SELECTION:

——————

You are viewing a plain text version of this content. The canonical link for it is here.
Posted to j-dev@xerces.apache.org by Co...@trilogy.com on 2001/01/15 07:22:42 UTC

Raw parser speed...

I'm about to write a few small programs along with a writeup to just give 
a general parser to parser comparison of base parsing speed.  People often 

ask me at work how the raw speed of parser X compares to parser Y (the 
most common X and Y in my real life case actually being XML4J 2.0.15 and 
'whatever the most current version of Xerces is' (at the time of the 
question)).

There is a good chance that a coworker and I will flesh it out for an XML 
Journal article we're slated for.  Does anyone have any 
suggestions/comments on things to check/common approaches/etc?  We are 
less concerned about tests that try to evenly exercise every aspect of the 

spec (like David Brownell's SAX based test driver attempts to do), but 
much more with A) basic DOM parsing of pretty run-of-the-mill documents 
and B) parsing of very very large documents. (we have a soft spot in our 
hearts for B)

Any input would be great!

---
Corbett J. Klempay
Trilogy
512.532.5176 (W) | 512.750.1372 (C)
corbett.klempay@trilogy.com 

RE: Raw parser speed...

Posted by Andrew Lunstad <aj...@eternalwarriors.com>.
To clarify:

We have seen a roughly 5x speed degradation in our codes performance on
systems which have had J++ installed. Uninstalling J++ has not remedied the
situation on the NT4 machine where we attempted this remedy. This problem
exists on both 2000 and NT.

I am not aware of any MS acknowledgement of this issue and have not
submitted a bug report (yet anyhow -- we discovered this recently). I have
searched the Knowledge Base for performance issues and have only come up
with a debugging under 2000 problem which they have fixed (thank you MS),
but no mention of the general performance degradation with J++.

Andrew

-----Original Message-----
From: xerces-j-dev-return-5111-ajl=intertechsys.com@xml.apache.org
[mailto:xerces-j-dev-return-5111-ajl=intertechsys.com@xml.apache.org]On
Behalf Of Brad O'Hearne
Sent: Wednesday, January 17, 2001 4:04 PM
To: xerces-j-dev@xml.apache.org
Subject: RE: Raw parser speed...


Can you elaborate a little more?  It appears that you are saying that even
with the presence of Visual J++ on your system, either installed or once
installed but now uninstalled, that there is a performance degradation?  Do
you have any documents that speak to this, or a link to an MS knowledgebase
article about this?

Brad

-----Original Message-----
From: Andrew Lunstad [mailto:ajl@fenriswolf.com]
Sent: Wednesday, January 17, 2001 8:54 AM
To: xerces-j-dev@xml.apache.org; henrik.stahl@iconmedialab.se
Subject: RE: Raw parser speed...


One other thing to keep in mind if you are interested in performance and
using a Microsoft environment is that Visual J++ causes a significant
degradation in your JVM performance even when not debugging. Uninstalling
J++ does not restore the performance either, some other form of 'system
cleaning' is necessary. (I know reformatting the drive works ;->)

——————

GIVEN INFORMATION:
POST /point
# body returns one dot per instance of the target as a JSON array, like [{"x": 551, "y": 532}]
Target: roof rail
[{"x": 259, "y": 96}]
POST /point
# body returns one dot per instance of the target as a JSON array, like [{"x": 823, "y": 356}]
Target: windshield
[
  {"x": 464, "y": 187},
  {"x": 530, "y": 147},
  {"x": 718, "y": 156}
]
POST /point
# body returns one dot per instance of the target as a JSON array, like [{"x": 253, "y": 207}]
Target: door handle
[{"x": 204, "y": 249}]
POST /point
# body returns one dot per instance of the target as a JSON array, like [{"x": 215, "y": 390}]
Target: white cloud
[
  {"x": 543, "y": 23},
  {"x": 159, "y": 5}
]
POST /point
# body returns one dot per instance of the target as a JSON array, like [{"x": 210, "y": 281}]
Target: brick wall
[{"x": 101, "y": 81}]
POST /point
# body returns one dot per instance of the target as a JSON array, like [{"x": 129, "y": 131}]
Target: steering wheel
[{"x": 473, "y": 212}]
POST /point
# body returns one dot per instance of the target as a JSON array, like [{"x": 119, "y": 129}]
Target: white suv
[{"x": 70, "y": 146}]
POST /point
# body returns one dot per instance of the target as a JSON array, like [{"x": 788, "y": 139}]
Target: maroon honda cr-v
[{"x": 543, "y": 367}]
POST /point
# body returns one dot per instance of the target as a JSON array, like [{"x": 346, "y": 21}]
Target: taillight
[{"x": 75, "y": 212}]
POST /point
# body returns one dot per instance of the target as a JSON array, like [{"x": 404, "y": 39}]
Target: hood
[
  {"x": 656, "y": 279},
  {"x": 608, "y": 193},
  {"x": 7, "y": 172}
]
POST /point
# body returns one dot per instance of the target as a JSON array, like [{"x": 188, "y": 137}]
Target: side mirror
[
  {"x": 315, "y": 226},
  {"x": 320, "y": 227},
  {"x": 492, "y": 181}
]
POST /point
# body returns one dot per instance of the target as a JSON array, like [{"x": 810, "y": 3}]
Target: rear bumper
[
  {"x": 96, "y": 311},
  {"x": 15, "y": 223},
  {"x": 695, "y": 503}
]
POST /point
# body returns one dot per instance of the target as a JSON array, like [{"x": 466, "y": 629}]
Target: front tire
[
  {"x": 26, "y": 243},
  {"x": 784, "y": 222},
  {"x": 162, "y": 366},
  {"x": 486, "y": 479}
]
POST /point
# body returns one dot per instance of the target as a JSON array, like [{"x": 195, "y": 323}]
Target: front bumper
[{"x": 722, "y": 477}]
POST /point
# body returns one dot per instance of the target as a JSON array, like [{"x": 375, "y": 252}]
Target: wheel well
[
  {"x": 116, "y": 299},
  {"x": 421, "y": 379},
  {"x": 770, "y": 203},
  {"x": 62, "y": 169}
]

——————

WHAT TO WORK ON: Continue the mailing-list thread on raw XML parser speed from the point where it stops.

RESULT FOR THIS TASK:
Andrew

-----Original Message-----
Brad O'Hearne wrote:

>  Corbett,I have been watching the list for responses to this, but I am
> acutely interested in this subject matter, and am interested in any
> more info or tests you have run.  I don't mind you posting it to this
> list, but if you would rather this go offline, email me at
> cabodog@megapathdsl.net. For the past year I have been involved in a
> project where the file sizes I am parsing are 200MB+, and these are
> now being switched over to XML.  Parsing speed is a must....in fact,
> if anyone on this list can direct me to where I can download the
> Xerces source code, I would be interested in taking a peak at the IO
> and token parsing algorithm....Thanks in advance,Brad O'Hearne
>
>      -----Original Message-----
>      From: Corbett.Klempay@trilogy.com
>      [mailto:Corbett.Klempay@trilogy.com]
>      Sent: Sunday, January 14, 2001 10:23 PM
>      To: xerces-j-dev@xml.apache.org
>      Subject: Raw parser speed...
>
>
>
>      I'm about to write a few small programs along with a writeup
>      to just give
>      a general parser to parser comparison of base parsing
>      speed.  People often
>      ask me at work how the raw speed of parser X compares to
>      parser Y (the
>      most common X and Y in my real life case actually being
>      XML4J 2.0.15 and
>      'whatever the most current version of Xerces is' (at the
>      time of the
>      question)).
>
>      There is a good chance that a coworker and I will flesh it
>      out for an XML
>      Journal article we're slated for.  Does anyone have any
>      suggestions/comments on things to check/common
>      approaches/etc?  We are
>      less concerned about tests that try to evenly exercise every
>      aspect of the
>      spec (like David Brownell's SAX based test driver attempts
>      to do), but
>      much more with A) basic DOM parsing of pretty
>      run-of-the-mill documents
>      and B) parsing of very very large documents. (we have a soft
>      spot in our
>      hearts for B)
>
>      Any input would be great!
>
>      ---
>      Corbett J. Klempay
>      Trilogy
>      512.532.5176 (W) | 512.750.1372 (C)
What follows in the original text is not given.